- Supplied data
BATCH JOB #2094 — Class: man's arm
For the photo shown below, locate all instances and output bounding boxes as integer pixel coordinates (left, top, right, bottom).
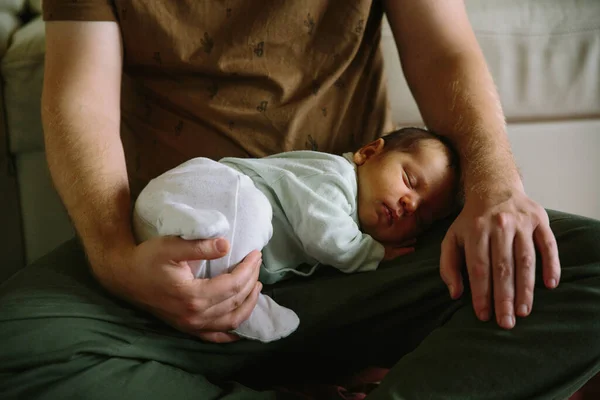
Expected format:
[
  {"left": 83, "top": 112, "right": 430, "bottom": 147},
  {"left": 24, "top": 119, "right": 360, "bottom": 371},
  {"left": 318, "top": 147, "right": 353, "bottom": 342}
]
[
  {"left": 384, "top": 0, "right": 560, "bottom": 329},
  {"left": 42, "top": 22, "right": 263, "bottom": 342},
  {"left": 384, "top": 1, "right": 515, "bottom": 194},
  {"left": 42, "top": 21, "right": 132, "bottom": 287}
]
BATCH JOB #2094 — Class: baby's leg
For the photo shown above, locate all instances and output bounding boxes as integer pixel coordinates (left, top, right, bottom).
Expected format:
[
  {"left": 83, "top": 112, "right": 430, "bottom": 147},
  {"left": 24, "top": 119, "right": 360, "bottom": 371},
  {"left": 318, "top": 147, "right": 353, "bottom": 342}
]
[
  {"left": 222, "top": 173, "right": 299, "bottom": 342},
  {"left": 133, "top": 158, "right": 237, "bottom": 278},
  {"left": 133, "top": 158, "right": 299, "bottom": 342}
]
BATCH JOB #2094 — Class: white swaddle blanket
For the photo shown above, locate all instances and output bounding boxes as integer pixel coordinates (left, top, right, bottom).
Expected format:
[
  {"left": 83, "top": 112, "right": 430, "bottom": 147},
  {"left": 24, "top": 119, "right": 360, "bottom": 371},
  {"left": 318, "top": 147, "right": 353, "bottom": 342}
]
[{"left": 133, "top": 157, "right": 299, "bottom": 342}]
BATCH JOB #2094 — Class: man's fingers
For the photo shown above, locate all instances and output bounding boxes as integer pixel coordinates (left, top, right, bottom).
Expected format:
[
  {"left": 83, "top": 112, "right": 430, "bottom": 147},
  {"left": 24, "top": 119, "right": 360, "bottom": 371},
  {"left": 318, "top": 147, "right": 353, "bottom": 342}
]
[
  {"left": 198, "top": 281, "right": 262, "bottom": 332},
  {"left": 465, "top": 228, "right": 492, "bottom": 322},
  {"left": 161, "top": 236, "right": 231, "bottom": 263},
  {"left": 491, "top": 221, "right": 516, "bottom": 330},
  {"left": 201, "top": 279, "right": 263, "bottom": 321},
  {"left": 440, "top": 230, "right": 464, "bottom": 300},
  {"left": 188, "top": 250, "right": 262, "bottom": 307},
  {"left": 514, "top": 231, "right": 535, "bottom": 317},
  {"left": 534, "top": 223, "right": 561, "bottom": 289}
]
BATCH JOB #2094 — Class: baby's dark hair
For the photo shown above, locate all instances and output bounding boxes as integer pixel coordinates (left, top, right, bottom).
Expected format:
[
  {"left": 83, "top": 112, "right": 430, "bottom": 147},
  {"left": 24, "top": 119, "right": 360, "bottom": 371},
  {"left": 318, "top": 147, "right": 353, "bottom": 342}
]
[{"left": 380, "top": 126, "right": 464, "bottom": 206}]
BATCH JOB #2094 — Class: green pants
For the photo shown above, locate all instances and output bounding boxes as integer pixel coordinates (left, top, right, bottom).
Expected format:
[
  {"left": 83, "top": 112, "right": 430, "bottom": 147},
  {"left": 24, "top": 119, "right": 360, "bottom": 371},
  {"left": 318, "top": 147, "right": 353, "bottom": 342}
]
[{"left": 1, "top": 210, "right": 600, "bottom": 399}]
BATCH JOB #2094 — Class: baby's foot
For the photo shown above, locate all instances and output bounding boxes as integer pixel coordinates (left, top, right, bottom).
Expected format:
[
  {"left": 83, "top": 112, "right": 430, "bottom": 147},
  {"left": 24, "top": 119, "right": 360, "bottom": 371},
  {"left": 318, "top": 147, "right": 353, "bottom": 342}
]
[{"left": 233, "top": 293, "right": 299, "bottom": 343}]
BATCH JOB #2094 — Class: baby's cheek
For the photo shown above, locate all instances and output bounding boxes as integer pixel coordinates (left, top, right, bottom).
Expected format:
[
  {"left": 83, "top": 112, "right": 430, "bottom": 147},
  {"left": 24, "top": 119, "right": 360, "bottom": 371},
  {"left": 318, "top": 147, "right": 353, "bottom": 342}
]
[{"left": 395, "top": 217, "right": 420, "bottom": 241}]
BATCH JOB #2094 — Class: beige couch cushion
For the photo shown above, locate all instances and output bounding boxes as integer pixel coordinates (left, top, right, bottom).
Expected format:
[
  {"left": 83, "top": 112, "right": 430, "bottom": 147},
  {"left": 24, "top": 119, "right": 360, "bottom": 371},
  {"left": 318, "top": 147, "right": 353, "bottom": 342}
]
[
  {"left": 29, "top": 0, "right": 42, "bottom": 14},
  {"left": 382, "top": 0, "right": 600, "bottom": 125},
  {"left": 0, "top": 12, "right": 20, "bottom": 59},
  {"left": 1, "top": 16, "right": 45, "bottom": 154},
  {"left": 0, "top": 0, "right": 25, "bottom": 15},
  {"left": 16, "top": 151, "right": 74, "bottom": 263}
]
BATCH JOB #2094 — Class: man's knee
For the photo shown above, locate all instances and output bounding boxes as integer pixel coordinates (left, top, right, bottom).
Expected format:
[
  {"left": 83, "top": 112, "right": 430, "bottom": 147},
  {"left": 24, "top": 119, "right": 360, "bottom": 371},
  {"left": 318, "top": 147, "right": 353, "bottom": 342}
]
[{"left": 547, "top": 210, "right": 600, "bottom": 266}]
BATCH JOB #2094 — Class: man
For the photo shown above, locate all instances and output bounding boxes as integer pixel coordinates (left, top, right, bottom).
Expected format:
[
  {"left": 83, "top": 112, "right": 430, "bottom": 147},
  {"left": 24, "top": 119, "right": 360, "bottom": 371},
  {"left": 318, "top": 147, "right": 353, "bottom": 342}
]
[{"left": 0, "top": 1, "right": 598, "bottom": 399}]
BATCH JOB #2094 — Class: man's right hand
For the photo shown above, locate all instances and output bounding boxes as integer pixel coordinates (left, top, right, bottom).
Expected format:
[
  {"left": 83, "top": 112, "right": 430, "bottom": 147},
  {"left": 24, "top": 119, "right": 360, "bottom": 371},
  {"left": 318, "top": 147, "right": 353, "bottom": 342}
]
[{"left": 99, "top": 236, "right": 263, "bottom": 343}]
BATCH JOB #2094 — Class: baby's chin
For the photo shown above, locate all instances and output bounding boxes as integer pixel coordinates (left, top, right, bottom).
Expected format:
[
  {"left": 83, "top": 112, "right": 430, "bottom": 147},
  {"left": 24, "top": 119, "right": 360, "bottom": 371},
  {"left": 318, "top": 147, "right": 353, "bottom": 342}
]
[
  {"left": 366, "top": 228, "right": 400, "bottom": 244},
  {"left": 368, "top": 227, "right": 416, "bottom": 246}
]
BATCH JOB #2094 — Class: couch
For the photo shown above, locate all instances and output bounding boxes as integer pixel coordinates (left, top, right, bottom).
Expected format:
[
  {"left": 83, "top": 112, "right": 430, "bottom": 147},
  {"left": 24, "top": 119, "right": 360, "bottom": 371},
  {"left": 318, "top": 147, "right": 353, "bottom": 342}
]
[{"left": 1, "top": 1, "right": 599, "bottom": 274}]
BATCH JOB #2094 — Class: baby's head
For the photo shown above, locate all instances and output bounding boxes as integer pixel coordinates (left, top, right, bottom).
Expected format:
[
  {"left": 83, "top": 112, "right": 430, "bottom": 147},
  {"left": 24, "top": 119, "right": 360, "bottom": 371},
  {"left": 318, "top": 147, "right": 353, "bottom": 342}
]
[{"left": 353, "top": 127, "right": 461, "bottom": 245}]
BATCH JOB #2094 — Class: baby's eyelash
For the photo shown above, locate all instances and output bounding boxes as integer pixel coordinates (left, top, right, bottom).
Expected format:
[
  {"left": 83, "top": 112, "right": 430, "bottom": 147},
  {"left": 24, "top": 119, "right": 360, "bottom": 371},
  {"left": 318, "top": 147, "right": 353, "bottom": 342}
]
[
  {"left": 403, "top": 171, "right": 413, "bottom": 188},
  {"left": 406, "top": 172, "right": 415, "bottom": 188}
]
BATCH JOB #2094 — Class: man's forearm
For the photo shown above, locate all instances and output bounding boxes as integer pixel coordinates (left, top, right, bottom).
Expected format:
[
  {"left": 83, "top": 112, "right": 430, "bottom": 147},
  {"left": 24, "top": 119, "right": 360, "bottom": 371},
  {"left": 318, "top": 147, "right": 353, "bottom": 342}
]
[
  {"left": 42, "top": 102, "right": 135, "bottom": 274},
  {"left": 404, "top": 51, "right": 522, "bottom": 198}
]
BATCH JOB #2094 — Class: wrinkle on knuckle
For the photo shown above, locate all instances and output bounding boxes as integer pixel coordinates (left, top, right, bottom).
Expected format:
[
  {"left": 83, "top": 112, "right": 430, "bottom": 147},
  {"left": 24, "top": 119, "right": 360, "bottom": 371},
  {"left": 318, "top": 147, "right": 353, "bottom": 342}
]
[
  {"left": 495, "top": 261, "right": 513, "bottom": 279},
  {"left": 542, "top": 239, "right": 556, "bottom": 253},
  {"left": 497, "top": 298, "right": 515, "bottom": 311},
  {"left": 191, "top": 243, "right": 208, "bottom": 259},
  {"left": 231, "top": 281, "right": 244, "bottom": 295},
  {"left": 518, "top": 254, "right": 535, "bottom": 273},
  {"left": 230, "top": 296, "right": 242, "bottom": 310}
]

- Your instructions
Each line of the entries where the string "baby" occurs should be shown.

- Answer to this exercise
BATCH JOB #2094 — Class: baby's leg
BATCH JOB #2094 — Class: baby's dark hair
BATCH JOB #2094 — Class: baby's foot
BATCH JOB #2094 — Class: baby's cheek
BATCH JOB #2094 — Class: baby's chin
BATCH JOB #2094 — Class: baby's head
BATCH JOB #2094 — Class: baby's eyelash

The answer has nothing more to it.